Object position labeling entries

▼

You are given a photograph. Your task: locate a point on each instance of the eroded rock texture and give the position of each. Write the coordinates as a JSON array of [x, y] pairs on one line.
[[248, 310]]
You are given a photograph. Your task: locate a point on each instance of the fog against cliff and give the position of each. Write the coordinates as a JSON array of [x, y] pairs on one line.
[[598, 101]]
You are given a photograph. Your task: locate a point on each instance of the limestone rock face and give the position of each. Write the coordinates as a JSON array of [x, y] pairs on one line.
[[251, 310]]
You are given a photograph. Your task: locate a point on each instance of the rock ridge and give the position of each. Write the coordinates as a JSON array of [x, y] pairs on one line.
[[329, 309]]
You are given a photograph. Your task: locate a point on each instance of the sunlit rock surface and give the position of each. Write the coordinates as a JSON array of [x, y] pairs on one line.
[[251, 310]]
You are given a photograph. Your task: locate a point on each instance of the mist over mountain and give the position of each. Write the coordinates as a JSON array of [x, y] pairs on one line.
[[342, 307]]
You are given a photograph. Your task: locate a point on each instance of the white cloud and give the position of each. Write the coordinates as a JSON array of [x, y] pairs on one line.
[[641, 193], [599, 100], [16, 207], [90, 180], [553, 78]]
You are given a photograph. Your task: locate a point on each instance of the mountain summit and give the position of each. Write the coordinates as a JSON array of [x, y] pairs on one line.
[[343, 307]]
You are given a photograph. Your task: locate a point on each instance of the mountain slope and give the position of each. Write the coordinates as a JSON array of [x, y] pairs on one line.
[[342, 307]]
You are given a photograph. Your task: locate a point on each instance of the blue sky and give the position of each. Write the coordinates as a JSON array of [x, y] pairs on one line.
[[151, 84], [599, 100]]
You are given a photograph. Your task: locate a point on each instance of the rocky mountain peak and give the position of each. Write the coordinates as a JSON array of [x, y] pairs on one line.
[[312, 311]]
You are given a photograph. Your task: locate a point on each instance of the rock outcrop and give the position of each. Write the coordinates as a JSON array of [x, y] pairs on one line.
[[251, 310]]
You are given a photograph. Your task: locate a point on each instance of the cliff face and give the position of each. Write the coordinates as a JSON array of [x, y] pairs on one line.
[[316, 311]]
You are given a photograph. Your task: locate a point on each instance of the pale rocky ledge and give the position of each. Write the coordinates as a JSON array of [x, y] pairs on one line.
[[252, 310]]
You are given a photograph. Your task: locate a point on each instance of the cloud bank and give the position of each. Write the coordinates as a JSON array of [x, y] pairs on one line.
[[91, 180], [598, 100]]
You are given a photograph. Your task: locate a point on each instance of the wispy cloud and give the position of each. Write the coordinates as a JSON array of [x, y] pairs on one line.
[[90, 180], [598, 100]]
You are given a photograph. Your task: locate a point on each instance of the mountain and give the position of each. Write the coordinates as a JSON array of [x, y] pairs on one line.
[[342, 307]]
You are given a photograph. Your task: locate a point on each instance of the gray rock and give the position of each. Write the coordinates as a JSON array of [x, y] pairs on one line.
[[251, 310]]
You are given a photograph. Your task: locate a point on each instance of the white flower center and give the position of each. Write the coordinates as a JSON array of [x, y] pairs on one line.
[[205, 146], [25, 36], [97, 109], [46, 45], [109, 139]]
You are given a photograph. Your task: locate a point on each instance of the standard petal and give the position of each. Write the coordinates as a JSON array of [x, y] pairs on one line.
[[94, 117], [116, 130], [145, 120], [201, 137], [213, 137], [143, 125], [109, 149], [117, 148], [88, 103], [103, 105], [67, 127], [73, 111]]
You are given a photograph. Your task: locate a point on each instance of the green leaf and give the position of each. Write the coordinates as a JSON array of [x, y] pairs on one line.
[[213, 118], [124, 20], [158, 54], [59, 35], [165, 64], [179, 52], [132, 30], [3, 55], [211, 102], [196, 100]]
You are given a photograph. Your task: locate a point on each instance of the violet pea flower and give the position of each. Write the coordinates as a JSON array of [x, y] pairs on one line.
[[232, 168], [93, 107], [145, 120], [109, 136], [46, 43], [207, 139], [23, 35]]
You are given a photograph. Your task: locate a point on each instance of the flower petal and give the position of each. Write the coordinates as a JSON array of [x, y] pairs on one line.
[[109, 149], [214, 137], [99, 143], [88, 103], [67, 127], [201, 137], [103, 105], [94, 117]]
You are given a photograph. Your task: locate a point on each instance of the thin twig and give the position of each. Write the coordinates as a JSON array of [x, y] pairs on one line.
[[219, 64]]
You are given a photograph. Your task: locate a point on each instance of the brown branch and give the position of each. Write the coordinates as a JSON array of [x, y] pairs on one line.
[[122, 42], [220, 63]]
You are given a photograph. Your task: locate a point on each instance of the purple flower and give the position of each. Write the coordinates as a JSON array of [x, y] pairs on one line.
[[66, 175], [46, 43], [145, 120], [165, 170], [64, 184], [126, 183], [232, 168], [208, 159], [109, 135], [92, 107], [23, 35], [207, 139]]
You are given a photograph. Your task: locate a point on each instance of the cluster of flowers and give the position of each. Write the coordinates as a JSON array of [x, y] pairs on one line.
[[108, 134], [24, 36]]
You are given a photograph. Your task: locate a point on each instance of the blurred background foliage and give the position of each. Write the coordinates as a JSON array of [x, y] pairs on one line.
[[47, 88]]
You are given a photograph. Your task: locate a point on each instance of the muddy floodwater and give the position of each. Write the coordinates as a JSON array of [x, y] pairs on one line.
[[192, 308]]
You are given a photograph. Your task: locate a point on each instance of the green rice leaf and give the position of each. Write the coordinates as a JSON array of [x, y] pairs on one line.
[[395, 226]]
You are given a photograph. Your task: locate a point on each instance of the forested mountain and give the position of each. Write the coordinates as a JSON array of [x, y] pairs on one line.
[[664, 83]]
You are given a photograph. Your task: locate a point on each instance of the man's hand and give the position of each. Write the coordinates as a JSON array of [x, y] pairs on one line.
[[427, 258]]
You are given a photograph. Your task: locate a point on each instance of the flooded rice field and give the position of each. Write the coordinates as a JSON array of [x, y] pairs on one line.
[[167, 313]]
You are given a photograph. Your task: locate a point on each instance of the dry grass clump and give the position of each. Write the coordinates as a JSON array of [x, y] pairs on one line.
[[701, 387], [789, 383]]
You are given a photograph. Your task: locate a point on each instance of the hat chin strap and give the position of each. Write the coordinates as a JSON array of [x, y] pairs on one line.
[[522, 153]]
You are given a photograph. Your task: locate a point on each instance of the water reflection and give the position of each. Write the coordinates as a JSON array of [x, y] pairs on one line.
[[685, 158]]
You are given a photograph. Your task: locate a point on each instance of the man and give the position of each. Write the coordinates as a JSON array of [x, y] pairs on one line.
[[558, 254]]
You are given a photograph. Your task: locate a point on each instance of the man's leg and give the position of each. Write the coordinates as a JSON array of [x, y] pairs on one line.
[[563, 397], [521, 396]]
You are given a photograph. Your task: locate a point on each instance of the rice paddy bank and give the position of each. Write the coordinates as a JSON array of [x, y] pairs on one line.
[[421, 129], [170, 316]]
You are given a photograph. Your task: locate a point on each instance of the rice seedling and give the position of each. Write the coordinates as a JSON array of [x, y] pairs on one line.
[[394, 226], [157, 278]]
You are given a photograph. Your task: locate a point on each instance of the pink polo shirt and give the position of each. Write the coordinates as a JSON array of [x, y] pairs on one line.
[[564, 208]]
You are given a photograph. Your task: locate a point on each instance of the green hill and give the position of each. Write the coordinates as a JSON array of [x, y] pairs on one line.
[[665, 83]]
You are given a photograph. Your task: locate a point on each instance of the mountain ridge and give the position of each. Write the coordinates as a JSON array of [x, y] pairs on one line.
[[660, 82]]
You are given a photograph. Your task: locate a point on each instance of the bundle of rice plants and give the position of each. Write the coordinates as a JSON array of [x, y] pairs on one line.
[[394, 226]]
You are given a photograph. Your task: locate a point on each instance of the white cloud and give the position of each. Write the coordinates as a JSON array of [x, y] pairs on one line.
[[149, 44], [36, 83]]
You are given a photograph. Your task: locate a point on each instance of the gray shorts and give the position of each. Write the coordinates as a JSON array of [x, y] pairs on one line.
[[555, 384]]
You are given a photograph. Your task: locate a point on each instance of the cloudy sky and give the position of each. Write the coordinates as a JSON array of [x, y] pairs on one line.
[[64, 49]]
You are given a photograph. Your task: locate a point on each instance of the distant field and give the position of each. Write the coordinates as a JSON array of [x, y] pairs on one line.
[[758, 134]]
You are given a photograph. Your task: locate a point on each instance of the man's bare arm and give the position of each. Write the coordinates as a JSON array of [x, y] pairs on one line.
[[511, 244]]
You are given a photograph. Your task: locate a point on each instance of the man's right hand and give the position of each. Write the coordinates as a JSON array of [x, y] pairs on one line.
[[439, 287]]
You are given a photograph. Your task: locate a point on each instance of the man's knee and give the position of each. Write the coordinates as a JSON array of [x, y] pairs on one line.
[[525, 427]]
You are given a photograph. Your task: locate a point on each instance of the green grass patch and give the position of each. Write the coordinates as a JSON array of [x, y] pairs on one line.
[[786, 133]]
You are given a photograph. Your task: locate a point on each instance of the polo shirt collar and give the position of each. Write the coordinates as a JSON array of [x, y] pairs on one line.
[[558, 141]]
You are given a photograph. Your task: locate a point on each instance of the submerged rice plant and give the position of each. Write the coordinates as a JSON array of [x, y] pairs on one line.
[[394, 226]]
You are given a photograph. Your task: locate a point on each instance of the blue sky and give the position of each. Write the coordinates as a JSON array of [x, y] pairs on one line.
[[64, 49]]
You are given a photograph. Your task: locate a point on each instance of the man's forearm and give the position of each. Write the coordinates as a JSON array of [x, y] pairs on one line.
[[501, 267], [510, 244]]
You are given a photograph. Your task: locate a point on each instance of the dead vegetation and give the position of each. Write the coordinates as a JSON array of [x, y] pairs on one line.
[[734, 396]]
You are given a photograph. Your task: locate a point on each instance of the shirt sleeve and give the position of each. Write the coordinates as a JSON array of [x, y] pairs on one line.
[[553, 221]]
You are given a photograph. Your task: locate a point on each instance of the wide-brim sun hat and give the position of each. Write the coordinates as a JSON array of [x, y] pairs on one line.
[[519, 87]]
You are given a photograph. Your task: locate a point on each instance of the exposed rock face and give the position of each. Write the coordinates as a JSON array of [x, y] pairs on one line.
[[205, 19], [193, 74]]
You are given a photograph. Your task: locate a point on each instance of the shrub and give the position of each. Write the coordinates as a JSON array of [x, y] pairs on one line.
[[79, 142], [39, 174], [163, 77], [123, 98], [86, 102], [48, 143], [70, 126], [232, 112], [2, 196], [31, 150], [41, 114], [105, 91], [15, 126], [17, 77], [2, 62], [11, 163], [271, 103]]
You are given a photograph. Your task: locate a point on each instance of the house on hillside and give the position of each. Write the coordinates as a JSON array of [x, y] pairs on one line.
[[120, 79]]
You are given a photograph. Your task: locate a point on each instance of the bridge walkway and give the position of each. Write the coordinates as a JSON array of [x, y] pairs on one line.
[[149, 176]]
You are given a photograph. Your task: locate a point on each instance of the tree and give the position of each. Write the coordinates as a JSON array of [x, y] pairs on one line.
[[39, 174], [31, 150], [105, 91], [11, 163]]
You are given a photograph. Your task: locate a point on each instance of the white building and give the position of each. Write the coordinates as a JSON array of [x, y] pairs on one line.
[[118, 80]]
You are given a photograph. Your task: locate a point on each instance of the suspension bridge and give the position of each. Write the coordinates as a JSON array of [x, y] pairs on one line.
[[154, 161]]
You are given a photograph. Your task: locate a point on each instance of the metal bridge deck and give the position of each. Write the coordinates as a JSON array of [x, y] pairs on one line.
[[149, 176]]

▲

• GIVEN TASK
Reproduce the lines starting at the one containing "the fog against" and ending with the one containing "[[343, 307]]", both included, with "mist over mountain" replaced by "haze over mountain" and nothing else altered.

• RESULT OF THE TASK
You are given a photograph. Your task: locate a point on each instance of the fog against cliff and give the position of each. Write the coordinates as a JSON array of [x, y] pairs on one line.
[[598, 101]]
You are given a photograph. Your task: locate a point on each instance of the limestone rock face and give the position of each. Write the coordinates as a JSON array of [x, y] pairs on one line.
[[251, 310]]
You are given a photograph. Your task: locate a point on each instance of the rock ridge and give the position of each. Write the coordinates as a JSON array of [x, y] pairs on one line.
[[329, 309]]
You are given a photograph. Your task: locate a point on each instance of the sunlit rock surface and give the position of each. Write the coordinates as a JSON array of [x, y] pairs on one line.
[[251, 310]]
You are given a photograph. Your task: locate a point on each instance of the haze over mountain and give the position of each. Write the coordinates as a JSON array of [x, y] pairs on one line.
[[342, 307]]
You are given a photograph. Your task: locate a point on each instance of the white cloud and give the position of each. Write the coordinates as a JSON array of [x, y] pairs on one line.
[[641, 193], [599, 100], [16, 207], [90, 180], [553, 78]]
You are given a photograph. Your task: locate a point on each instance of the mountain summit and give the position of each. Write the coordinates as a JSON array of [x, y] pairs on one line.
[[343, 307]]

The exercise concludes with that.